MATERIAL SHOWN
========================================

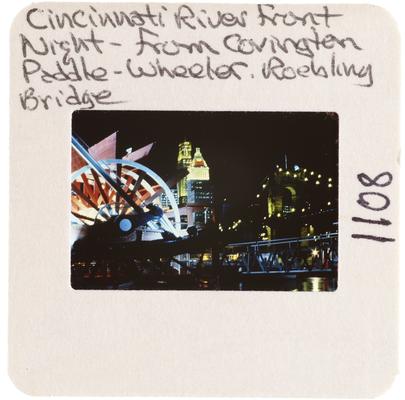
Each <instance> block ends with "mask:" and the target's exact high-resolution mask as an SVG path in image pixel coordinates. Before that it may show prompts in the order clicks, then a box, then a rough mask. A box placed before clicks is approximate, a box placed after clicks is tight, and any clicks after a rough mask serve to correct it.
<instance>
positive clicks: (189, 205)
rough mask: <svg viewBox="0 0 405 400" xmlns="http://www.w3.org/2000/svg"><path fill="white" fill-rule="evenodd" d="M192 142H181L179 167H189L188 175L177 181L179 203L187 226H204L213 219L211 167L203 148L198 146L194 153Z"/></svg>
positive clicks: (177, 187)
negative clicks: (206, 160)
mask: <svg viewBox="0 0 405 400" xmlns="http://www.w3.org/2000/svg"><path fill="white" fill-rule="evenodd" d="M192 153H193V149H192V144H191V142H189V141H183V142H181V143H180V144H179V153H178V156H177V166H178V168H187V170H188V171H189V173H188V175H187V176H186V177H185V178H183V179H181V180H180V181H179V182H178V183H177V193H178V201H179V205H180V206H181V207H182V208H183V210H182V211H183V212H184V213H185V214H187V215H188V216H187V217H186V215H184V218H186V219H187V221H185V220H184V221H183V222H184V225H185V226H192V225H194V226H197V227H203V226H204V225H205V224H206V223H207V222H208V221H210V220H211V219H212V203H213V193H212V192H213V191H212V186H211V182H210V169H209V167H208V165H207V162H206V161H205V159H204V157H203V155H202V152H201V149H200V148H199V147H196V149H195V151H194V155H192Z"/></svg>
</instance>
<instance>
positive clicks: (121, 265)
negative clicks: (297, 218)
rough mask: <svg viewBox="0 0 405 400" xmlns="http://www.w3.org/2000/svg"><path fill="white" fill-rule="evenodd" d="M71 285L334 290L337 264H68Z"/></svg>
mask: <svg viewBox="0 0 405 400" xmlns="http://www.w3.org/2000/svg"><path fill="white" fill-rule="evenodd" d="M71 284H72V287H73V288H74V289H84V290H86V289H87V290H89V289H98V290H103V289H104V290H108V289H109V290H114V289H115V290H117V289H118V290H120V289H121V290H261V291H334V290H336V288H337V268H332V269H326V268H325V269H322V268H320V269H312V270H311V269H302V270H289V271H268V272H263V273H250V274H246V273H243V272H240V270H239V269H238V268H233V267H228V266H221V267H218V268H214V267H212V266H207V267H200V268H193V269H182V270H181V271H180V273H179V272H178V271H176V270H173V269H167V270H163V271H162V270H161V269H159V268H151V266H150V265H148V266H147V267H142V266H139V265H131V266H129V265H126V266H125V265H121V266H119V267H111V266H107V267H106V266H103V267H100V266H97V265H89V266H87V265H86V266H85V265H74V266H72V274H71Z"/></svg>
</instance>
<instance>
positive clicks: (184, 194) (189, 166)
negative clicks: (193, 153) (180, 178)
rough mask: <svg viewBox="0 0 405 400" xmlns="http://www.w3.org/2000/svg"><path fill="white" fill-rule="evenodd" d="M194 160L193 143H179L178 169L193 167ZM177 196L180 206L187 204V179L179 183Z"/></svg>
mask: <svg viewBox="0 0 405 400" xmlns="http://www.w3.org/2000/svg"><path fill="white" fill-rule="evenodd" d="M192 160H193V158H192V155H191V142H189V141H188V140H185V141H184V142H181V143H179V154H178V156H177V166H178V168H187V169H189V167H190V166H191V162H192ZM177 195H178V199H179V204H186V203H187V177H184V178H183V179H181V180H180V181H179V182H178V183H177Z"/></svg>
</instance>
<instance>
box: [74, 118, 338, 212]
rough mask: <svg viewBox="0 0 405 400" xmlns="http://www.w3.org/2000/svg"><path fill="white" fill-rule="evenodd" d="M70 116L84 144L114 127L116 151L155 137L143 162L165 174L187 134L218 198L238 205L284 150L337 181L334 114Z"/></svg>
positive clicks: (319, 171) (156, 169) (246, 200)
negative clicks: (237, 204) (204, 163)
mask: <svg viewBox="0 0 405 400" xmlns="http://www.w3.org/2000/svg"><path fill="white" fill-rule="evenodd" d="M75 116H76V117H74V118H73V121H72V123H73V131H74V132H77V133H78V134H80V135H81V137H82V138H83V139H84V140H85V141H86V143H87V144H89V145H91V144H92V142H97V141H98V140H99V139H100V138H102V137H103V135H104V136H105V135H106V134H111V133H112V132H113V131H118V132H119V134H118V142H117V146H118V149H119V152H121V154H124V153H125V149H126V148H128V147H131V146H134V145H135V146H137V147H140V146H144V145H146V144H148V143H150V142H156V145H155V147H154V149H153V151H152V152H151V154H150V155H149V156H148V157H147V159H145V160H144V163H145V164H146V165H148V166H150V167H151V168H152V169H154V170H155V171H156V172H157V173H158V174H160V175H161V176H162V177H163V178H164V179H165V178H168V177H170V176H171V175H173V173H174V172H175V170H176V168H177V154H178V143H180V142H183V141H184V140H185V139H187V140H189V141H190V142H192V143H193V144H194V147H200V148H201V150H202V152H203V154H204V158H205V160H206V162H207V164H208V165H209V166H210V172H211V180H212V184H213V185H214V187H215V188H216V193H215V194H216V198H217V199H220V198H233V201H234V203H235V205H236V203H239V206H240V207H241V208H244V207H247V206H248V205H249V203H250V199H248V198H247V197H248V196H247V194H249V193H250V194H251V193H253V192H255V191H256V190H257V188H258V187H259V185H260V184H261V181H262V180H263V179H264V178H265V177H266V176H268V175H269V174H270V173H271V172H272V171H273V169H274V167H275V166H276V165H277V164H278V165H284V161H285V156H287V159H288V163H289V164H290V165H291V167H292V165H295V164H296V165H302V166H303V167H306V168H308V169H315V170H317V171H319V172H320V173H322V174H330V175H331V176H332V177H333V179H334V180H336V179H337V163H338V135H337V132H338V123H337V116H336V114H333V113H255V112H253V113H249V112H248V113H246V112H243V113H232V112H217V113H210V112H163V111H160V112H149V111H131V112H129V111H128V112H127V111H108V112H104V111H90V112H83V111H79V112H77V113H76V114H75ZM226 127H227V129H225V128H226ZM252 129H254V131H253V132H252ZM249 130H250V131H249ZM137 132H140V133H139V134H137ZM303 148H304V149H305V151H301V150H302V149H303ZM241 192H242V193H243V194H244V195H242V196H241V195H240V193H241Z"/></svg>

========================================

TASK OBJECTIVE
The answer is to be the lines of the listing from the first through the one with "positive clicks: (177, 187)", reproduced exactly, without any pictures.

TASK RESULT
Each <instance> block ends with "mask:" and the target's exact high-resolution mask as an SVG path in image pixel coordinates. Before that it may show prompts in the order clicks, then a box, then a rough mask. A box placed before clicks is approximate, a box placed after clicks is tight, and any clicks after a rough mask serve to correct it.
<instance>
positive clicks: (189, 205)
rough mask: <svg viewBox="0 0 405 400" xmlns="http://www.w3.org/2000/svg"><path fill="white" fill-rule="evenodd" d="M192 142H181L179 167H189L188 175L177 181L179 203L187 226H204L213 219L211 167L203 148L198 146L194 153Z"/></svg>
positive clicks: (177, 187)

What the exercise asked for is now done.